══ Information ══
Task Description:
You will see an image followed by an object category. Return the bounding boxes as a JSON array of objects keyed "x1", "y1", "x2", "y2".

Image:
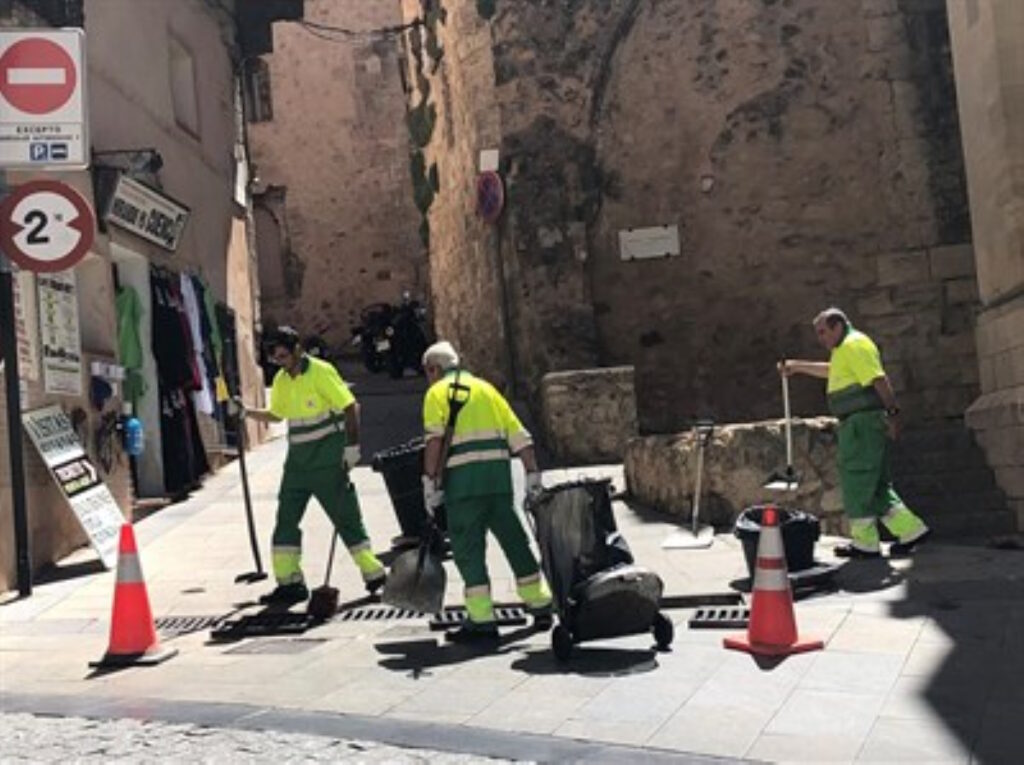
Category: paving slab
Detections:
[{"x1": 3, "y1": 414, "x2": 1024, "y2": 763}]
═══
Exercise details: Without the pictures, return each entry exactly as given.

Output of the exercise:
Task Description:
You will see an image followed by an object category. Return the bounding boxes as a JSON array of objects keyed "x1", "y1", "x2", "y2".

Image:
Category: paving slab
Detections:
[{"x1": 3, "y1": 414, "x2": 1024, "y2": 763}]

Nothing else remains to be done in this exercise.